** Start of Input for this task **

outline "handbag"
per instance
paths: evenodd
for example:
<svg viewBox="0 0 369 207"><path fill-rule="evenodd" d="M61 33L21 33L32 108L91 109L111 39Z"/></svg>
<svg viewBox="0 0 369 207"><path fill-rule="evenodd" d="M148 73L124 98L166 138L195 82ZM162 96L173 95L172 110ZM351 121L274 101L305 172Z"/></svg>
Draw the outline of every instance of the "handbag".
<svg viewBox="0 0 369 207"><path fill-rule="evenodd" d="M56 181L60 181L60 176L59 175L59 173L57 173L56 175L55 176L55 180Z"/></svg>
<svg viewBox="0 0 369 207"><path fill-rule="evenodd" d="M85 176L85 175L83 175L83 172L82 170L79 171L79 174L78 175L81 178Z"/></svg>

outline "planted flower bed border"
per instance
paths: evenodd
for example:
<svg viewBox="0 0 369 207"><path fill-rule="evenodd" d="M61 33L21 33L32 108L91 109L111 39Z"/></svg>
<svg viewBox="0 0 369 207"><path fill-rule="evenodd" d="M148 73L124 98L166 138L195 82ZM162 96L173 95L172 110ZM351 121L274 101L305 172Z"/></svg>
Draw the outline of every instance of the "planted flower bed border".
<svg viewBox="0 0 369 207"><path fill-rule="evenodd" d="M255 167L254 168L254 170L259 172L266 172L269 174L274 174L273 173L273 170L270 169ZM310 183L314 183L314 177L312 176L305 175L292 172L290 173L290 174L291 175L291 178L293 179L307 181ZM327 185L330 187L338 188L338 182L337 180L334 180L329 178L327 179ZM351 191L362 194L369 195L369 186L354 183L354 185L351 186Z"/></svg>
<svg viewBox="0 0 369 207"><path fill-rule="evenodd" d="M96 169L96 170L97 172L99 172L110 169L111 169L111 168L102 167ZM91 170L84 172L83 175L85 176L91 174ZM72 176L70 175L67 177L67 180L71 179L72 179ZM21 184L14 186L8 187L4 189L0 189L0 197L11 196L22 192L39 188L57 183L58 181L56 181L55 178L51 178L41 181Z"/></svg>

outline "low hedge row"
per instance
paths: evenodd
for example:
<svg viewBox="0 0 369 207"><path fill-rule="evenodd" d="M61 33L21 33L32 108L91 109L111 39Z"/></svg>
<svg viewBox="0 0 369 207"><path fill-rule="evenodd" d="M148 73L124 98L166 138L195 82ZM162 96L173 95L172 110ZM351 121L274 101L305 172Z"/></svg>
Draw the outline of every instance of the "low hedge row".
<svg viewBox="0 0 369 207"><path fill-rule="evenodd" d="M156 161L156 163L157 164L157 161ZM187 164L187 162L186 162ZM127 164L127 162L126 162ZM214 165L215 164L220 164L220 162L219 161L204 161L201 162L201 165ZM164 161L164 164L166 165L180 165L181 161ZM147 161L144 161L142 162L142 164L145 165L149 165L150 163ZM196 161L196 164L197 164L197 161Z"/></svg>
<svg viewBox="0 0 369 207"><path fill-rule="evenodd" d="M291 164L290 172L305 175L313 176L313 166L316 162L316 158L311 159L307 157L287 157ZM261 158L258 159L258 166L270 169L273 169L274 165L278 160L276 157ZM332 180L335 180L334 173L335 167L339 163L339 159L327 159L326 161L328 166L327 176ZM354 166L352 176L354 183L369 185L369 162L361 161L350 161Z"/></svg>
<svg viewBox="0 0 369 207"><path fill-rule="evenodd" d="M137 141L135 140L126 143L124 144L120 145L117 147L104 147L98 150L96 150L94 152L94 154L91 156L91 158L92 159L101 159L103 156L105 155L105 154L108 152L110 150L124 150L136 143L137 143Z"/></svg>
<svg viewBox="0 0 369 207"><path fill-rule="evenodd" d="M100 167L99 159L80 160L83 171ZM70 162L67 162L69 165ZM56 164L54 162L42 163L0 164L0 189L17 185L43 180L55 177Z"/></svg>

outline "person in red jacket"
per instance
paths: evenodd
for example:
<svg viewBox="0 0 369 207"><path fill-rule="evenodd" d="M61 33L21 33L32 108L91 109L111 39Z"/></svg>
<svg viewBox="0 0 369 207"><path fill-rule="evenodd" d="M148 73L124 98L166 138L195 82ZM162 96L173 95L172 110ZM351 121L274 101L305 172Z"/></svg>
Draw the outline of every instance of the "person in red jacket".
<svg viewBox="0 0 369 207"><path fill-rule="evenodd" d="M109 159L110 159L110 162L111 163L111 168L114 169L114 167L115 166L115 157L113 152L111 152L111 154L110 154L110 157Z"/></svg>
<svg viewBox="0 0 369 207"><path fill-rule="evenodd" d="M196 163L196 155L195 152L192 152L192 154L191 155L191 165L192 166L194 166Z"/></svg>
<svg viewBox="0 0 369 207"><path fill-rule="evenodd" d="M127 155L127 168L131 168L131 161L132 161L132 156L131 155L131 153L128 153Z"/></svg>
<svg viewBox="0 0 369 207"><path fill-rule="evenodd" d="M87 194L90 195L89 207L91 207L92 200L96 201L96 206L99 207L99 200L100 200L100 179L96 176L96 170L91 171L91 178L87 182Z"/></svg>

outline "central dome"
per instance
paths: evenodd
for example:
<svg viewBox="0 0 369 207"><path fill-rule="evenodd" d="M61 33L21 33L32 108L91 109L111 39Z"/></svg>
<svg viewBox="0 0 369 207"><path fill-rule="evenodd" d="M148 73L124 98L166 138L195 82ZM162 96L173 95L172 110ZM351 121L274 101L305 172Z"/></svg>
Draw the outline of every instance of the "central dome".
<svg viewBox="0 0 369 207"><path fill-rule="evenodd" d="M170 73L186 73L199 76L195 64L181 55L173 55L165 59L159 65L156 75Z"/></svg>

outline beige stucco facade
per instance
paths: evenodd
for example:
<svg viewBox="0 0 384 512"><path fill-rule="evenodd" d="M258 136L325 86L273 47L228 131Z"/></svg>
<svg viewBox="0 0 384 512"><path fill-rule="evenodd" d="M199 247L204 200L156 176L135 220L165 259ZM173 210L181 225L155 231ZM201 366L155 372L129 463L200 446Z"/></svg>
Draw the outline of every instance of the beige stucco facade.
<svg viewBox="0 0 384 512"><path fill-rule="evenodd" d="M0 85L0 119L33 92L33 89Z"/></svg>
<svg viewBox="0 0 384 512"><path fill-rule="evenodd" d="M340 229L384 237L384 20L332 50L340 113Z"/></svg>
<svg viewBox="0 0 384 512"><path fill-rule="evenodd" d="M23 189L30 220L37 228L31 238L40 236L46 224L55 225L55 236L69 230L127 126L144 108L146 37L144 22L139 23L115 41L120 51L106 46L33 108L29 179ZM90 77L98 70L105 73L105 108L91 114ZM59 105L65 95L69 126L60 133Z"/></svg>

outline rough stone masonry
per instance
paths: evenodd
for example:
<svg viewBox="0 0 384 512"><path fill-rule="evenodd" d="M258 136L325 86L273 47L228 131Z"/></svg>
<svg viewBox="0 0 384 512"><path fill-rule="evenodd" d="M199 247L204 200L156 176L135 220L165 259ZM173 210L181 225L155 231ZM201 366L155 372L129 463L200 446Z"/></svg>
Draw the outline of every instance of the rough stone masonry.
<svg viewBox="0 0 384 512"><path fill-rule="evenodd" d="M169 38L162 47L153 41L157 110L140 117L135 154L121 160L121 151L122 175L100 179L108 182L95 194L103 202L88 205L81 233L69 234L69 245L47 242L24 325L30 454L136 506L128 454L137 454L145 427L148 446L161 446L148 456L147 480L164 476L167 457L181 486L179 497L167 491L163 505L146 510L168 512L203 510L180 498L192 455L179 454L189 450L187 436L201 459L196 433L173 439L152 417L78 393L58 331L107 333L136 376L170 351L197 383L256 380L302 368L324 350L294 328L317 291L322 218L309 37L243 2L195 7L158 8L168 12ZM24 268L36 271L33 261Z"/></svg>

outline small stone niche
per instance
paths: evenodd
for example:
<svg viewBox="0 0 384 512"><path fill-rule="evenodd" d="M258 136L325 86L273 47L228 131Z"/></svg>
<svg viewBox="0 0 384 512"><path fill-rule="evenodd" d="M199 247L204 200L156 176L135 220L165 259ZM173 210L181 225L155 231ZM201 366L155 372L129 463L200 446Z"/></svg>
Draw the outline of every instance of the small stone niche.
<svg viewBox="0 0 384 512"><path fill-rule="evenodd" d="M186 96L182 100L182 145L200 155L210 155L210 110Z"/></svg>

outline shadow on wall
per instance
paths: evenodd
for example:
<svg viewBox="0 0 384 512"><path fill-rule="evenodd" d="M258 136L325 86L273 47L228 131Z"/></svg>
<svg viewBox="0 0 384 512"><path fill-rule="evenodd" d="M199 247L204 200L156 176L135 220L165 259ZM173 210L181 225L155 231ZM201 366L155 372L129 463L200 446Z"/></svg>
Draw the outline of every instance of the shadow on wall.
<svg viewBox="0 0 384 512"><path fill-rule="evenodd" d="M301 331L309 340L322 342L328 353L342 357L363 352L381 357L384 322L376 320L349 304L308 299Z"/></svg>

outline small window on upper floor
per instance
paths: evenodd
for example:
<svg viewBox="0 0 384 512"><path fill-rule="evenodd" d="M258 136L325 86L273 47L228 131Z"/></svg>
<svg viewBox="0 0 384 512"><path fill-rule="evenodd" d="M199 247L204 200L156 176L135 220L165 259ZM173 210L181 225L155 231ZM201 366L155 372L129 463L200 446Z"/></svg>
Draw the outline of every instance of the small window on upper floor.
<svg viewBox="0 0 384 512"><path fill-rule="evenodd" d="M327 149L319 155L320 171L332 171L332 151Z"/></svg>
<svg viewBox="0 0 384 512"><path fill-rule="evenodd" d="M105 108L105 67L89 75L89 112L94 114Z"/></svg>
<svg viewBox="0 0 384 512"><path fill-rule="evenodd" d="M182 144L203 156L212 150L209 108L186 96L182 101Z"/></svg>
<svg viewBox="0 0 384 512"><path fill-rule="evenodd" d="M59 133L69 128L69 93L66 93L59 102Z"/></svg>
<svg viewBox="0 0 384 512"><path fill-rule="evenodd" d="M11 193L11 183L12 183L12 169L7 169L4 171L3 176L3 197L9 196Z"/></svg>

** End of Input for this task **
** Start of Input for this task **

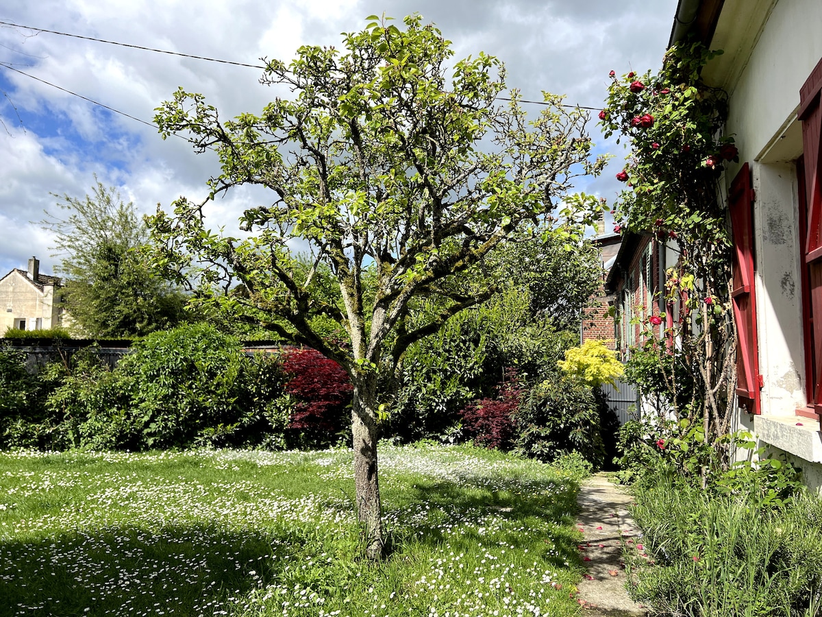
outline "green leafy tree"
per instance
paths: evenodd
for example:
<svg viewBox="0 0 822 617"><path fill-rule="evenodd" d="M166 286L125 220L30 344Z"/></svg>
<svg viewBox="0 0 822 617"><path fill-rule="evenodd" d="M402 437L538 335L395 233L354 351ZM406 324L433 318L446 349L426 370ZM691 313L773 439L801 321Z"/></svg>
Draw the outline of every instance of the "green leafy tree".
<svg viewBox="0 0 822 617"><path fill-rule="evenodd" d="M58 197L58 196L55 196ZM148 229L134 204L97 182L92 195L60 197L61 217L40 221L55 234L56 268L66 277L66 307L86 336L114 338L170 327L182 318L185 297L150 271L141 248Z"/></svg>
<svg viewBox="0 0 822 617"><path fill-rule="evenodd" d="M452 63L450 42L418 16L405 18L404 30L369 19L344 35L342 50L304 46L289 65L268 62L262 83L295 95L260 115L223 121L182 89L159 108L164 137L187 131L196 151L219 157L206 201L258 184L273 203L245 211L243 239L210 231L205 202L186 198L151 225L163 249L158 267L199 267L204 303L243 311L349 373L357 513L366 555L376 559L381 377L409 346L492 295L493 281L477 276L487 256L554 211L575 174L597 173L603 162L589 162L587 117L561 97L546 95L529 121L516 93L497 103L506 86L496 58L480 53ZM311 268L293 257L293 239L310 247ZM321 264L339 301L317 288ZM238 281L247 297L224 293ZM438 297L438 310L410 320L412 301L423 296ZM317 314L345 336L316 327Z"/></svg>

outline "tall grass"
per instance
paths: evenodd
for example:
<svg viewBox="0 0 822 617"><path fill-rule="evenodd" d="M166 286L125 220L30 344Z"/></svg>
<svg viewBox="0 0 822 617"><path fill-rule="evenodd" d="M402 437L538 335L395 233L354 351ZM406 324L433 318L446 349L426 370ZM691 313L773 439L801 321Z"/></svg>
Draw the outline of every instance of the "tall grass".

** End of Input for this task **

Problem description:
Quote, without any change, the part of the rows that opens with the line containing "outline beige stucco facade" and closes with the line containing "189L30 220L37 228L31".

Response:
outline beige stucco facade
per instance
paths: evenodd
for example:
<svg viewBox="0 0 384 512"><path fill-rule="evenodd" d="M258 136L325 86L273 47L228 131Z"/></svg>
<svg viewBox="0 0 384 512"><path fill-rule="evenodd" d="M199 247L204 200L156 176L135 220L165 259ZM173 210L181 225L155 231ZM201 366L155 372L129 463L200 446Z"/></svg>
Draw the outline of every instance of the beige stucco facade.
<svg viewBox="0 0 384 512"><path fill-rule="evenodd" d="M0 85L0 119L33 92L33 89Z"/></svg>
<svg viewBox="0 0 384 512"><path fill-rule="evenodd" d="M340 229L384 237L384 20L332 50L340 113Z"/></svg>
<svg viewBox="0 0 384 512"><path fill-rule="evenodd" d="M23 189L30 220L37 228L31 238L40 236L46 224L55 225L55 236L69 230L127 126L144 108L146 37L144 22L139 23L115 41L120 51L106 46L33 108L29 179ZM90 77L98 70L105 73L105 108L91 114ZM59 105L65 95L69 126L60 133Z"/></svg>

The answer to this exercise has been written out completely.